[Begin Records for the exercise]

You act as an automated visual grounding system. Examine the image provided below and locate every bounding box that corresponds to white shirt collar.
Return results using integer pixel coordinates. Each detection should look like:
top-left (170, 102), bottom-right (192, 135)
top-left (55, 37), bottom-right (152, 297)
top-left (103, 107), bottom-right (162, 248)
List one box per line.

[End Records for the exercise]

## What you are asked to do
Arrange every line of the listing above as a numbered list, omitting any blank lines.

## Expected output
1. You act as an automated visual grounding system. Examine the image provided below and locate every bounding box that corresponds to white shirt collar.
2. Return results using integer pixel coordinates. Each detection should look like:
3. top-left (170, 102), bottom-right (192, 135)
4. top-left (55, 37), bottom-right (152, 297)
5. top-left (103, 107), bottom-right (162, 248)
6. List one box per line.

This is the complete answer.